--- start of Material to process ---

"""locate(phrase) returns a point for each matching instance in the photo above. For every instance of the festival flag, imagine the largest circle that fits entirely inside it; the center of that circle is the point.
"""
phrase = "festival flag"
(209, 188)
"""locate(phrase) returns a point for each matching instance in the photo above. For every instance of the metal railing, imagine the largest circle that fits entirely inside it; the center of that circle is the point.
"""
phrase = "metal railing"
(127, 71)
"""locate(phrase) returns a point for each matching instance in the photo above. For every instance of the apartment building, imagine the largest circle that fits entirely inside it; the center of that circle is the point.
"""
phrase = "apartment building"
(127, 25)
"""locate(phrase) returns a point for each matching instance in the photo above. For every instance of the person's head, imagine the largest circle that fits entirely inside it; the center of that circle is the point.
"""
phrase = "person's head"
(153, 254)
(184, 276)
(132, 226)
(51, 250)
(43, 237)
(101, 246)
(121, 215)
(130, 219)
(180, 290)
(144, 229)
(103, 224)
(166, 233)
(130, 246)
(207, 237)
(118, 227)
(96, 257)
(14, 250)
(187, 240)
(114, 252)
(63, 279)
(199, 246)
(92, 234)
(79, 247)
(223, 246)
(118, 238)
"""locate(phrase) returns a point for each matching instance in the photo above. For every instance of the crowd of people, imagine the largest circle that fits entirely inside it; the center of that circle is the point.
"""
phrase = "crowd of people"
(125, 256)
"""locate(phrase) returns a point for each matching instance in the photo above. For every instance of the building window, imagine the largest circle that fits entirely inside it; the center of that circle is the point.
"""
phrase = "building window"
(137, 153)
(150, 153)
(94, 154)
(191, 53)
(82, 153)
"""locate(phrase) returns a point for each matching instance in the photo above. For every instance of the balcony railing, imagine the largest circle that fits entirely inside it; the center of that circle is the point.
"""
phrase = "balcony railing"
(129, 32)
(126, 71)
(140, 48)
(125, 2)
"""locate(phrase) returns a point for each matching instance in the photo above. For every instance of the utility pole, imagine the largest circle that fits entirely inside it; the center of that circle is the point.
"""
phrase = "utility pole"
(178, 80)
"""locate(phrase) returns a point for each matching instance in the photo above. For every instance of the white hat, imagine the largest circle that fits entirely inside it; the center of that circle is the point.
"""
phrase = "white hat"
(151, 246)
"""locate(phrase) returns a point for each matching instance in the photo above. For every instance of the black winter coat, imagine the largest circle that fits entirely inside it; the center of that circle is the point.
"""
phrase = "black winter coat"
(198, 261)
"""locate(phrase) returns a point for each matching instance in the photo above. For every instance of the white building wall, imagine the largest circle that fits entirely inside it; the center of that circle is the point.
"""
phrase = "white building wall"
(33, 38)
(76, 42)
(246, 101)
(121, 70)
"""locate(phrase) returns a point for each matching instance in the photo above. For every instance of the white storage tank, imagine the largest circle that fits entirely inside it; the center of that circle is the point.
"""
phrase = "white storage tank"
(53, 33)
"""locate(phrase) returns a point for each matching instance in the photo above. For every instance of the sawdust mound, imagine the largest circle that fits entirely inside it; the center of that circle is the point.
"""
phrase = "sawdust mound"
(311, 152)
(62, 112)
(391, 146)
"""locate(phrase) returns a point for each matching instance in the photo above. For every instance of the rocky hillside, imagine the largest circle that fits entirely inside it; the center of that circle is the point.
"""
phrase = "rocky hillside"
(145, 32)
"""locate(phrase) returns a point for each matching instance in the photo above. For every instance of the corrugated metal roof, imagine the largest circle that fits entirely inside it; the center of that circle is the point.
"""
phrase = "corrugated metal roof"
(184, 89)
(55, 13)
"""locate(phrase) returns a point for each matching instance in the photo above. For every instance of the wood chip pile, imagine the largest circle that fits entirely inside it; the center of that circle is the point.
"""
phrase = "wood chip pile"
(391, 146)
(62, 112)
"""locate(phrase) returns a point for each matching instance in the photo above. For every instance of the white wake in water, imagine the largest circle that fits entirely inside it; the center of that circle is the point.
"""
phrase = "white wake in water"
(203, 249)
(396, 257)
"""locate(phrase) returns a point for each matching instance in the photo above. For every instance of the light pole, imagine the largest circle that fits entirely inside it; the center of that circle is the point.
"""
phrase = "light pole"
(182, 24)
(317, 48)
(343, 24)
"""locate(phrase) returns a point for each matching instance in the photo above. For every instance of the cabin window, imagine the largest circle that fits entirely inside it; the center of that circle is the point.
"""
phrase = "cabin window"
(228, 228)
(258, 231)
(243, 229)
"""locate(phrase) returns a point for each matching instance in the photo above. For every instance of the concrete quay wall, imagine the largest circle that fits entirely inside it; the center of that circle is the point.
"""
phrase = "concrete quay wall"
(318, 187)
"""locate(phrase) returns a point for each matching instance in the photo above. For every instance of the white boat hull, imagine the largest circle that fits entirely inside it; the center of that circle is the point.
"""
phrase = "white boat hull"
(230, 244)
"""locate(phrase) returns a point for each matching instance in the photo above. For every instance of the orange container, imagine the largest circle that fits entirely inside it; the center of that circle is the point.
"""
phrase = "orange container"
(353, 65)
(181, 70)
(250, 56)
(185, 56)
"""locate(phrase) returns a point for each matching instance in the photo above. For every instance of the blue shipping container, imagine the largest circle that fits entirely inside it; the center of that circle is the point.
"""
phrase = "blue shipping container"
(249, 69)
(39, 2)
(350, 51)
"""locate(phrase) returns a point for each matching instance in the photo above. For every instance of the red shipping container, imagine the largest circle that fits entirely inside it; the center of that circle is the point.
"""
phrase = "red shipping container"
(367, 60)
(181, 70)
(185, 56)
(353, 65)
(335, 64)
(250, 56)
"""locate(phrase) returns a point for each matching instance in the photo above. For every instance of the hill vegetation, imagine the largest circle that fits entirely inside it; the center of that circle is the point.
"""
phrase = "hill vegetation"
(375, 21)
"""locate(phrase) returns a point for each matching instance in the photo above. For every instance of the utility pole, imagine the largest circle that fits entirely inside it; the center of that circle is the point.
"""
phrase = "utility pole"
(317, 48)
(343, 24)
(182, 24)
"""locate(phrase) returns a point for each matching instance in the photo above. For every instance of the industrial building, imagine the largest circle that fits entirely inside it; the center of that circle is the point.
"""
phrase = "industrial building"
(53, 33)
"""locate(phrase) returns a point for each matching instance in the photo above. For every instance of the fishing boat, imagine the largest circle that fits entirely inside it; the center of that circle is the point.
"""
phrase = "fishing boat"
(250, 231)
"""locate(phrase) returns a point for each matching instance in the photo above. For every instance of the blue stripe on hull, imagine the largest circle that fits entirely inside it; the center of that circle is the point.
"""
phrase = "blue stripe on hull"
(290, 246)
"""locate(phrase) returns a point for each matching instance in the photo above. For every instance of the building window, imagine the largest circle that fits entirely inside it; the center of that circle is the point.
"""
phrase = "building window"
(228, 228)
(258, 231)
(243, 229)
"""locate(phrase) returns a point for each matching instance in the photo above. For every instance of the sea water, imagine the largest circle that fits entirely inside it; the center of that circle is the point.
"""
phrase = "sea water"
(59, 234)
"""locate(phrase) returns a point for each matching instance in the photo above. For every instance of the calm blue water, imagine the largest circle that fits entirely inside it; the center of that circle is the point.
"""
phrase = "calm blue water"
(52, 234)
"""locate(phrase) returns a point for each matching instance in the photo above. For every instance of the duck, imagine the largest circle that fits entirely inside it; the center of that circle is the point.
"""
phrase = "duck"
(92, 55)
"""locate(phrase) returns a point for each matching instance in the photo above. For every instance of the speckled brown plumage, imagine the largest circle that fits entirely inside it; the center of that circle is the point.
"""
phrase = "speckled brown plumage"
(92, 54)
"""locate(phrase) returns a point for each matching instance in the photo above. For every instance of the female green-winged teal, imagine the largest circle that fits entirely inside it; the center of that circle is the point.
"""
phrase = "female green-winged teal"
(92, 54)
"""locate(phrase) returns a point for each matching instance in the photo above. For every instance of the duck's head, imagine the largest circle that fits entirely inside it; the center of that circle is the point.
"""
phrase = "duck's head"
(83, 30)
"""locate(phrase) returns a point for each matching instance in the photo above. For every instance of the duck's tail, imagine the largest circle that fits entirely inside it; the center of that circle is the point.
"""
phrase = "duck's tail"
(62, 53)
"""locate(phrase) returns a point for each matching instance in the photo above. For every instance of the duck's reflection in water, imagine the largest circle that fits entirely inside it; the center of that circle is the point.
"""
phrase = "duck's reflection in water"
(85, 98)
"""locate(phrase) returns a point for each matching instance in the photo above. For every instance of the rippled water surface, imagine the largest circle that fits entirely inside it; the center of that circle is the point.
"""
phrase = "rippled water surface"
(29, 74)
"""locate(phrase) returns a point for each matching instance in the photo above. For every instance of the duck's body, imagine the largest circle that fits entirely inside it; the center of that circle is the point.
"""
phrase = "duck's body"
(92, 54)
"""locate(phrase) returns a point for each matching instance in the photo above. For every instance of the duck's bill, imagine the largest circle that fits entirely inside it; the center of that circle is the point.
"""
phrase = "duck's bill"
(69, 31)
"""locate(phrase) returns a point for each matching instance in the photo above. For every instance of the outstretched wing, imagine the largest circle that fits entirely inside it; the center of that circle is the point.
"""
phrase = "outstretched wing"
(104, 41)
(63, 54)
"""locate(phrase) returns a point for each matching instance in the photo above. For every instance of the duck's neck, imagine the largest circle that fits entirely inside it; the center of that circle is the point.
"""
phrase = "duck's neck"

--- end of Material to process ---

Work instructions :: Using the records above, please retype only the run of lines from the line holding "duck's head, imagine" through the last line, both ends included.

Finished exercise ::
"""locate(phrase) returns a point for each matching instance in the photo above. For every instance of the duck's head, imagine the largest circle that fits entirely inside it; the center of that circle is the point.
"""
phrase = "duck's head"
(83, 30)
"""locate(phrase) returns a point for each matching instance in the photo above. For every instance of the duck's tail, imagine the largest circle that fits entirely inside it; the center of that circle is the point.
"""
phrase = "duck's tail"
(62, 53)
"""locate(phrase) returns a point for each matching instance in the photo above. For every instance of the duck's reflection in water, imagine the largest circle that fits entirely inside it; the center of that circle is the point.
"""
phrase = "duck's reflection in water"
(85, 98)
"""locate(phrase) returns a point for each matching instance in the photo above. For every instance of the rippled water surface, imagine the largest circle that fits entirely inside it; the center of that circle is the point.
"""
phrase = "rippled water surface"
(29, 74)
"""locate(phrase) returns a point for each matching instance in the photo above. For every instance of the duck's body, imagine the largest circle that fits entirely inside it; the center of that circle is the point.
"""
phrase = "duck's body"
(92, 54)
"""locate(phrase) returns a point for each matching instance in the photo above. For every instance of the duck's bill, imagine the largest circle that fits entirely inside it; the center of that circle is the point.
"""
phrase = "duck's bill"
(69, 31)
"""locate(phrase) returns a point for each matching instance in the photo above. For every instance of the outstretched wing, imagine the largest circle that fits entirely inside it; the center of that circle is the point.
"""
phrase = "outstretched wing"
(104, 41)
(63, 54)
"""locate(phrase) returns a point for each matching instance in the photo above. For every instance of the duck's neck, imagine the largest circle that fits entirely inside it; the center of that circle is the point.
"""
phrase = "duck's neck"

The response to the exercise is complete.